/---

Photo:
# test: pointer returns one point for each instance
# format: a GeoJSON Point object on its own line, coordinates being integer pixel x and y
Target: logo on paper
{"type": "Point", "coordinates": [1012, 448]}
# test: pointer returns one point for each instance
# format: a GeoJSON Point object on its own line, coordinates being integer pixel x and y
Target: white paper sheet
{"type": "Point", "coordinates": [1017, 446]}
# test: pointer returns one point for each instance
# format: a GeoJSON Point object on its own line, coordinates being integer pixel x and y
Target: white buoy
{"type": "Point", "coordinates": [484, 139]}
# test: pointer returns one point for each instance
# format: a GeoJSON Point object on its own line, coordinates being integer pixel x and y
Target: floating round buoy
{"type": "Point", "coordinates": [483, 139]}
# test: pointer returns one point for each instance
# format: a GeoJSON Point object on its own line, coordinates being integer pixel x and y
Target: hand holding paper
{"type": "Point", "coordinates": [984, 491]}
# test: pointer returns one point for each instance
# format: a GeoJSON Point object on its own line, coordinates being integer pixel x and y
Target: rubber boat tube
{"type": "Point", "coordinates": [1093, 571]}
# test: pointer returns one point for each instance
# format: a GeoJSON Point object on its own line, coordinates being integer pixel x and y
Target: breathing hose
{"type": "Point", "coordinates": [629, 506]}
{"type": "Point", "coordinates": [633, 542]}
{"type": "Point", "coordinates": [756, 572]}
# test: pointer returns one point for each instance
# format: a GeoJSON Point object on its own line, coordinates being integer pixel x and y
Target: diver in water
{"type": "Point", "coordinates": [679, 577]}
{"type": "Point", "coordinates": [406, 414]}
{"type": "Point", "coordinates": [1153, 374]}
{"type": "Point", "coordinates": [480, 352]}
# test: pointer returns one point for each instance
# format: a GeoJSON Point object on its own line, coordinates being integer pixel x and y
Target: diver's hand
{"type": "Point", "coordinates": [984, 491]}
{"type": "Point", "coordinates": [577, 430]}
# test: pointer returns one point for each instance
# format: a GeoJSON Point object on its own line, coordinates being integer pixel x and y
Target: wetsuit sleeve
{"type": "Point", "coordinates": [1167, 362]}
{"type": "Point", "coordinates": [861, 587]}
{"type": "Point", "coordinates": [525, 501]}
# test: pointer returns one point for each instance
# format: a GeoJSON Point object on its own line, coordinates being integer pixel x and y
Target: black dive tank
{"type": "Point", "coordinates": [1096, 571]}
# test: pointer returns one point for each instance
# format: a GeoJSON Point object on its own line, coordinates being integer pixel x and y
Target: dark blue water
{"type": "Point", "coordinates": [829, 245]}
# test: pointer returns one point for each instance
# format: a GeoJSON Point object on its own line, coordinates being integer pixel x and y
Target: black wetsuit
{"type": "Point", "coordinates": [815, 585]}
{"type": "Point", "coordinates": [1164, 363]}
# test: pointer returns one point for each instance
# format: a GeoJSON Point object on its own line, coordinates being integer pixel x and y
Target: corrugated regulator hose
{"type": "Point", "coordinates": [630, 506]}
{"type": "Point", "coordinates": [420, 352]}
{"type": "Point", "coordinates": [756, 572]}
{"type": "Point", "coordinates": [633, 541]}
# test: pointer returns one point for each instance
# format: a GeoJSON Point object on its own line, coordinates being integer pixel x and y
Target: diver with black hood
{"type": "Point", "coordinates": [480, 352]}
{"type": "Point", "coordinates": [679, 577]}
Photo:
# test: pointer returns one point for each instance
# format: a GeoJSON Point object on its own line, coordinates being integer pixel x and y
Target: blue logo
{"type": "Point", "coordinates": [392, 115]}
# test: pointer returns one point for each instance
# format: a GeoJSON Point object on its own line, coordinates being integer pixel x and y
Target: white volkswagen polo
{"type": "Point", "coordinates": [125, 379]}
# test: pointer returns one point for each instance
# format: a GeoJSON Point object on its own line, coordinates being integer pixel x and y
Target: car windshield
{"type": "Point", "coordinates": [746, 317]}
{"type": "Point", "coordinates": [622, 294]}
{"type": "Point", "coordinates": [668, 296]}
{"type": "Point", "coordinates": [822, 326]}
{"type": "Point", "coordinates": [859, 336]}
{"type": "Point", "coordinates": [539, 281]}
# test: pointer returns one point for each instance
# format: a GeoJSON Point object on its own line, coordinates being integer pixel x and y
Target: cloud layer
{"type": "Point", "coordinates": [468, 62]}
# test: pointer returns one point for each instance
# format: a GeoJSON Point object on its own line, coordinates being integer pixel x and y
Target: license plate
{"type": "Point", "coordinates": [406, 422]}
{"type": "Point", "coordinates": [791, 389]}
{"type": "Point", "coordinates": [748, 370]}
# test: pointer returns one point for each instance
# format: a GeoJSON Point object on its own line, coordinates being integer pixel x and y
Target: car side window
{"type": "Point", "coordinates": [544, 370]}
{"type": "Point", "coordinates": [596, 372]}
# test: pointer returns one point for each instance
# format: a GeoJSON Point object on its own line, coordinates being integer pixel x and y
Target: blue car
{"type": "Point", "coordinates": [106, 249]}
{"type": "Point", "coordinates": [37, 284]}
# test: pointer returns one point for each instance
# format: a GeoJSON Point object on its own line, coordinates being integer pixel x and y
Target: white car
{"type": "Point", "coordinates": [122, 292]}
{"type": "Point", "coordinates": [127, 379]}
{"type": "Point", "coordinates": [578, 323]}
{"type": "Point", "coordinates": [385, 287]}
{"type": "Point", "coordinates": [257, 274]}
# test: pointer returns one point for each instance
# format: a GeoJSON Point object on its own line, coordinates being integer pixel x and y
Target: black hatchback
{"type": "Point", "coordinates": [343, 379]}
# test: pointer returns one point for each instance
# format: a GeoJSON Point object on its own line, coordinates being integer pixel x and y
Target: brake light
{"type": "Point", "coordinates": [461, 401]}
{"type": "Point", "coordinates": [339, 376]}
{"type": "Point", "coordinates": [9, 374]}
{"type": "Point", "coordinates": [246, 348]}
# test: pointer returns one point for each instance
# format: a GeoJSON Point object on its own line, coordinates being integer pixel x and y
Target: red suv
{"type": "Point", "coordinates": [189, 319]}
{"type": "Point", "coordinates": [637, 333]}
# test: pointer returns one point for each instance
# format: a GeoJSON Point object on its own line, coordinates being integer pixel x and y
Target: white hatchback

\---

• [Work to do]: Retype the records in full. Keep every line identical to the original.

• [Answer for the task]:
Photo:
# test: pointer returns one point for each instance
# format: a GeoJSON Point object on its own line, coordinates being integer pixel x and y
Target: logo on paper
{"type": "Point", "coordinates": [1012, 448]}
# test: pointer returns one point for each instance
# format: a GeoJSON Point object on its own line, coordinates being integer pixel x and y
Target: white paper sheet
{"type": "Point", "coordinates": [1017, 446]}
# test: pointer returns one point for each instance
# format: a GeoJSON Point object on its own line, coordinates being integer pixel x and y
Target: white buoy
{"type": "Point", "coordinates": [484, 139]}
# test: pointer returns one point for each instance
# format: a GeoJSON Point object on its own line, coordinates being integer pixel x and y
Target: floating round buoy
{"type": "Point", "coordinates": [483, 139]}
# test: pointer returns one point for each instance
# format: a GeoJSON Point object on its own line, coordinates being integer pixel x and y
Target: hand holding paper
{"type": "Point", "coordinates": [984, 491]}
# test: pointer returns one point for each instance
# format: a GeoJSON Point object on its own line, coordinates being integer pixel x and y
Target: rubber boat tube
{"type": "Point", "coordinates": [1093, 571]}
# test: pointer returns one point for each instance
# format: a GeoJSON Point object on its own line, coordinates being integer pixel x and y
Target: breathing hose
{"type": "Point", "coordinates": [629, 506]}
{"type": "Point", "coordinates": [633, 542]}
{"type": "Point", "coordinates": [756, 572]}
# test: pointer returns one point for each instance
# format: a GeoJSON Point object on its own line, coordinates being integer pixel x and y
Target: diver in water
{"type": "Point", "coordinates": [679, 577]}
{"type": "Point", "coordinates": [406, 414]}
{"type": "Point", "coordinates": [1153, 374]}
{"type": "Point", "coordinates": [480, 352]}
# test: pointer returns one point for each instance
# format: a GeoJSON Point object on its own line, coordinates being integer pixel x and y
Target: diver's hand
{"type": "Point", "coordinates": [984, 491]}
{"type": "Point", "coordinates": [577, 430]}
# test: pointer returns one point for each instance
# format: a GeoJSON Point object on its own line, coordinates being integer pixel x and y
Target: wetsuit sleeve
{"type": "Point", "coordinates": [1167, 362]}
{"type": "Point", "coordinates": [861, 587]}
{"type": "Point", "coordinates": [525, 501]}
# test: pointer returns one point for each instance
# format: a GeoJSON Point object on its own line, coordinates being integer pixel x and y
Target: black dive tank
{"type": "Point", "coordinates": [1096, 571]}
# test: pointer returns one point for each instance
# format: a GeoJSON Point object on its own line, coordinates being integer pixel x and y
Target: dark blue water
{"type": "Point", "coordinates": [829, 245]}
# test: pointer returns one point for each instance
# format: a GeoJSON Point object on its own line, coordinates being integer pixel x and y
Target: black wetsuit
{"type": "Point", "coordinates": [815, 585]}
{"type": "Point", "coordinates": [1164, 363]}
# test: pointer returns one point for each instance
# format: a GeoJSON Point object on its own line, coordinates being integer pixel x and y
Target: corrugated regulator hose
{"type": "Point", "coordinates": [630, 506]}
{"type": "Point", "coordinates": [420, 352]}
{"type": "Point", "coordinates": [756, 572]}
{"type": "Point", "coordinates": [633, 541]}
# test: pointer returns one point for each instance
# format: a GeoJSON Point object on its own line, coordinates being integer pixel x and y
Target: diver with black hood
{"type": "Point", "coordinates": [480, 352]}
{"type": "Point", "coordinates": [679, 577]}
Photo:
# test: pointer returns one point for each instance
# format: a GeoJSON Point object on its own line, coordinates being integer pixel x and y
Target: blue logo
{"type": "Point", "coordinates": [392, 115]}
# test: pointer returns one point for each instance
# format: a GeoJSON Point object on its own line, coordinates being integer pixel x and y
Target: white volkswagen polo
{"type": "Point", "coordinates": [125, 379]}
# test: pointer returns one point for each instance
# format: a GeoJSON Point object on its own line, coordinates being integer pixel x and y
Target: car windshield
{"type": "Point", "coordinates": [746, 317]}
{"type": "Point", "coordinates": [622, 294]}
{"type": "Point", "coordinates": [668, 296]}
{"type": "Point", "coordinates": [822, 326]}
{"type": "Point", "coordinates": [859, 336]}
{"type": "Point", "coordinates": [539, 281]}
# test: pointer returns one point for each instance
# format: a GeoJSON Point object on its own line, coordinates being integer pixel x and y
Target: cloud layer
{"type": "Point", "coordinates": [468, 62]}
# test: pointer returns one point for each instance
# format: a GeoJSON Point object on its own line, coordinates being integer pixel x and y
Target: license plate
{"type": "Point", "coordinates": [406, 422]}
{"type": "Point", "coordinates": [791, 389]}
{"type": "Point", "coordinates": [748, 370]}
# test: pointer returns one point for each instance
# format: a GeoJSON Point object on its own line, coordinates being integer pixel x and y
Target: car side window
{"type": "Point", "coordinates": [544, 370]}
{"type": "Point", "coordinates": [596, 372]}
# test: pointer returns one point for each instance
# format: a GeoJSON Point object on its own line, coordinates being integer pixel x and y
Target: blue car
{"type": "Point", "coordinates": [106, 249]}
{"type": "Point", "coordinates": [37, 284]}
# test: pointer returns one point for each instance
# format: a GeoJSON Point object on its own line, coordinates being integer pixel x and y
Target: white car
{"type": "Point", "coordinates": [122, 292]}
{"type": "Point", "coordinates": [127, 379]}
{"type": "Point", "coordinates": [578, 323]}
{"type": "Point", "coordinates": [385, 287]}
{"type": "Point", "coordinates": [257, 274]}
# test: pointer returns one point for each instance
# format: a GeoJSON Point object on its own line, coordinates being integer pixel x and y
Target: black hatchback
{"type": "Point", "coordinates": [343, 379]}
# test: pointer returns one point for each instance
# format: a GeoJSON Point object on its own line, coordinates being integer pixel x and y
Target: brake light
{"type": "Point", "coordinates": [461, 401]}
{"type": "Point", "coordinates": [339, 376]}
{"type": "Point", "coordinates": [9, 374]}
{"type": "Point", "coordinates": [246, 348]}
# test: pointer returns one point for each instance
# format: a GeoJSON Point object on its own line, coordinates being integer pixel x and y
Target: red suv
{"type": "Point", "coordinates": [189, 319]}
{"type": "Point", "coordinates": [637, 333]}
# test: pointer returns one point for each instance
# format: a GeoJSON Point object on its own line, coordinates being integer pixel x and y
Target: white hatchback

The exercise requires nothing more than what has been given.